Produce an exact copy of the lines from the line that contains "form (647, 107)." to the end of the listing below.

#### Data entries

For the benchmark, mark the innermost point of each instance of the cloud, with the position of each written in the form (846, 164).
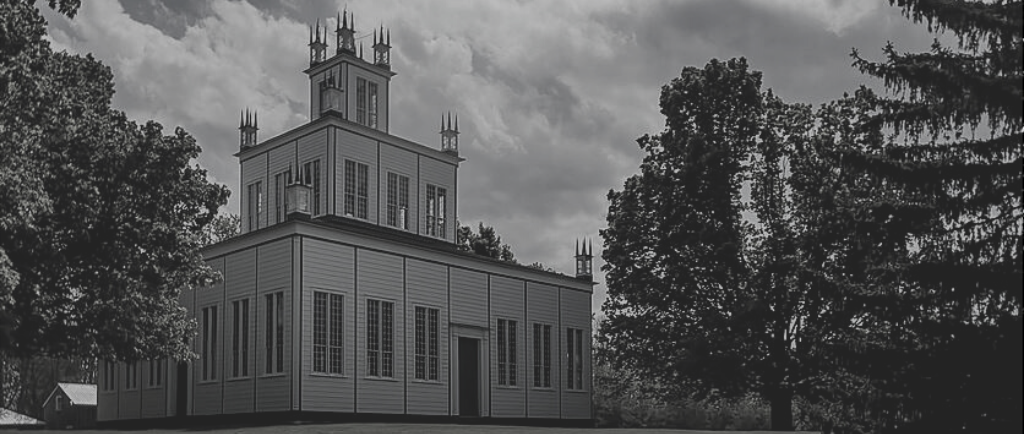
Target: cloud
(550, 95)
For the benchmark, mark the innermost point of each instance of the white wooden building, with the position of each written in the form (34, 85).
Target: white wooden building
(346, 296)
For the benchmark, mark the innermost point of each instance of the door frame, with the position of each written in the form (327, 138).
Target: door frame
(482, 336)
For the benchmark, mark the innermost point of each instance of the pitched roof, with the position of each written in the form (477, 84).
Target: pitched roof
(80, 394)
(11, 418)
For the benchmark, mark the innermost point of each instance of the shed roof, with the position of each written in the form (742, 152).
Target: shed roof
(10, 418)
(79, 393)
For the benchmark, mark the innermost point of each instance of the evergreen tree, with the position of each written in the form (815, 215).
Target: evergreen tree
(697, 296)
(940, 346)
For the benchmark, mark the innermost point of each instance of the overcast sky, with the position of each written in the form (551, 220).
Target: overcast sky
(551, 95)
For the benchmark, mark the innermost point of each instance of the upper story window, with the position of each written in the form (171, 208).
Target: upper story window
(367, 107)
(360, 101)
(311, 176)
(397, 201)
(436, 211)
(356, 189)
(281, 181)
(373, 104)
(255, 196)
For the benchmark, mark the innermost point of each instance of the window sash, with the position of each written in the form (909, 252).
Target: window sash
(502, 355)
(320, 332)
(432, 344)
(373, 105)
(360, 101)
(380, 338)
(337, 337)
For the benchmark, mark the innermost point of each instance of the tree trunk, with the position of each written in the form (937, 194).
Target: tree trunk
(781, 410)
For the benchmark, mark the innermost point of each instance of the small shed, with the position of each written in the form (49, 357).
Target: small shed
(13, 420)
(71, 405)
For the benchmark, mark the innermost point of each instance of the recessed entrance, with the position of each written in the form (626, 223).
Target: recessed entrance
(469, 377)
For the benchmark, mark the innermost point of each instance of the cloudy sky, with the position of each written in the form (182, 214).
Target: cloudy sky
(551, 94)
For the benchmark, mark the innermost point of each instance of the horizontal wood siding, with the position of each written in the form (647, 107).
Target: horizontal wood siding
(253, 169)
(313, 146)
(427, 286)
(240, 284)
(380, 276)
(273, 391)
(576, 313)
(440, 174)
(469, 298)
(208, 395)
(507, 303)
(328, 267)
(282, 159)
(361, 149)
(401, 162)
(542, 306)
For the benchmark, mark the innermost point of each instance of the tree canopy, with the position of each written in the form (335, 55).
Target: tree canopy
(942, 351)
(100, 218)
(485, 242)
(699, 296)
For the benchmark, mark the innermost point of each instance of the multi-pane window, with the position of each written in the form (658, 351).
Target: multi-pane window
(209, 343)
(380, 338)
(328, 333)
(360, 101)
(255, 197)
(573, 352)
(373, 104)
(131, 376)
(507, 367)
(542, 355)
(356, 189)
(366, 100)
(311, 177)
(156, 373)
(274, 333)
(426, 343)
(397, 201)
(436, 211)
(110, 375)
(281, 181)
(240, 338)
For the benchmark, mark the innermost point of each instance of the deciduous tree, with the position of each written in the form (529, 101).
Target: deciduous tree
(101, 218)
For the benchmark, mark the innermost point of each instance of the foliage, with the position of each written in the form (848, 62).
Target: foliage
(485, 242)
(700, 275)
(222, 227)
(939, 348)
(101, 218)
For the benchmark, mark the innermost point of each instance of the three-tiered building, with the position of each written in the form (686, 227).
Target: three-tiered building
(346, 294)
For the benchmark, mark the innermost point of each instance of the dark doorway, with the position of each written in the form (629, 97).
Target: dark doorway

########

The result:
For the benchmark, mark the innermost point of each instance of the horizontal wood siding, with the position of each written in the form (647, 107).
Target: horizontal wood siding
(253, 169)
(313, 146)
(427, 286)
(240, 284)
(380, 276)
(273, 391)
(576, 313)
(440, 174)
(469, 298)
(208, 395)
(507, 303)
(328, 267)
(282, 159)
(361, 149)
(401, 162)
(542, 306)
For the benchmark, mark the innermost point of each instance of the tree canopy, with the position of each written in the form (335, 55).
Target: tree canopy
(942, 351)
(100, 218)
(485, 242)
(699, 296)
For the benchmark, mark the innermost point of each instance of the multi-pane window, with the position of each written in the form (658, 351).
Target: multi-pane window
(209, 343)
(380, 338)
(328, 333)
(360, 101)
(255, 197)
(573, 352)
(373, 104)
(131, 376)
(507, 367)
(542, 355)
(356, 189)
(366, 100)
(311, 177)
(156, 373)
(274, 333)
(426, 343)
(397, 201)
(436, 211)
(110, 375)
(281, 181)
(240, 338)
For the benchmark, mark the innermost point of each instance of the deciduous tree, with the position of each written in the form (529, 101).
Target: deciduous tree
(101, 218)
For the benchmark, mark the innermost point of each instance of the foliage, with the position of each written in the form (848, 62).
Target: foliage
(485, 242)
(700, 275)
(222, 227)
(939, 348)
(101, 218)
For the benchmark, mark the innermost point of each instance of the three-tiered building, with the position of each written in the form (686, 227).
Target: three-tiered building
(346, 294)
For the benchmark, mark the innermost point of each instance of the dark doorway, with the position of each written in the form (629, 97).
Target: dark doorway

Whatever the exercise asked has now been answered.